* Start Source excerpt *

This is What Clam Chowder Udon Looks Like

Earlier this week I had a chance to fly out to Cleveland, Ohio for Certified Angus Beef’s 2012 Culinary Ideation and Trends Session. The post for all that is coming soon, but while I was there, I also caught wind of at least one food item I never thought I would hear about, ever.

I im’ed my editor immediately:

“Clam. Chowder. Udon.”

This explosion of East meets . . . further . . . East comes from Cleveland-based restaurant Noodlecat, which opened in August 2011. Branded as a “slurpalicious Japanese-American mash-up from Chef Jonathon Sawyer,” much of Noodlecat’s menu looks like what happens when a college student decides to go to culinary school and comes back to make the exact same foods he made before, only a million times better.

To be honest, the whole menu is jaw-dropping, so expect this to turn into a continuing series of posts, but to kick us off, the Clam Chowder Udon pictured above is a fusion-inspired soup made with udon noodles, potatoes, onions, celery and bacon, in a creamy clam and bonito broth.

Truth be told, the official menu actually says the bacon is “optional,” but if you’re a regular Foodbeast reader, you should know by now that bacon is never optional. And if you’re a regular Foodbeast reader from Ohio, neither is paying Noodlecat a visit. Like, right now.

* End Source excerpt *
* Start Provided information *

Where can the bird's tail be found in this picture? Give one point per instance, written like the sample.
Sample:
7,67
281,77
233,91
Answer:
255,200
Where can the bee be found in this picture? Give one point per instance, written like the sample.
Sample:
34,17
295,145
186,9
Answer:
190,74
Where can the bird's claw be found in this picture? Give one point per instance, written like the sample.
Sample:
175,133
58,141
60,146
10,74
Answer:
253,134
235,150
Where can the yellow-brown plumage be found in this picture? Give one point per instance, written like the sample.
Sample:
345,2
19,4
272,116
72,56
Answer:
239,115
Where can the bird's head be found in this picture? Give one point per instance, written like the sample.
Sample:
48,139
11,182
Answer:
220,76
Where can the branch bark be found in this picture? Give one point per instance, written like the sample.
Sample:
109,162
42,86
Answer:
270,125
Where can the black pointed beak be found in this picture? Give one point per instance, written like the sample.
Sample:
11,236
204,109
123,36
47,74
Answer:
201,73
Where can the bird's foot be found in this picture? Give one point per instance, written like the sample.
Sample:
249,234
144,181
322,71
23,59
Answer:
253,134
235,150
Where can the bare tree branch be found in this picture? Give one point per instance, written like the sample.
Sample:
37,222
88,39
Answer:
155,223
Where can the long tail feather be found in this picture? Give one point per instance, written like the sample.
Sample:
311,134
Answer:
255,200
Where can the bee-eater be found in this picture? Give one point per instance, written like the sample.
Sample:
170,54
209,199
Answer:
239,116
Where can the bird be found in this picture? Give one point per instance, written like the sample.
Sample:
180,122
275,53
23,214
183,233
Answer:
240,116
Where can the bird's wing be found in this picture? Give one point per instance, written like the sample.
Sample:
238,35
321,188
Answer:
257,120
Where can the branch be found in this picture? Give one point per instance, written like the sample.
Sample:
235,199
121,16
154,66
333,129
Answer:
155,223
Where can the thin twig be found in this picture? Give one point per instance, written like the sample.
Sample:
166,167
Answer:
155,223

* End Provided information *

Things to do:
**A.** Answer these from the clam chowder udon post:
(i) In which city was the 2012 Culinary Ideation and Trends Session held?
(ii) In what month and year did Noodlecat open?
(iii) What kind of broth is the Clam Chowder Udon made in?
**B.** Tally the lines of the records that contain the string "tail", treating upper and lower case as different, and give only the number.
The text on clam chowder udon and the records have no connection to each other.

Task responses:
**A.**
(i) Cleveland, Ohio
(ii) August 2011
(iii) A creamy clam and bonito broth

**B.** 2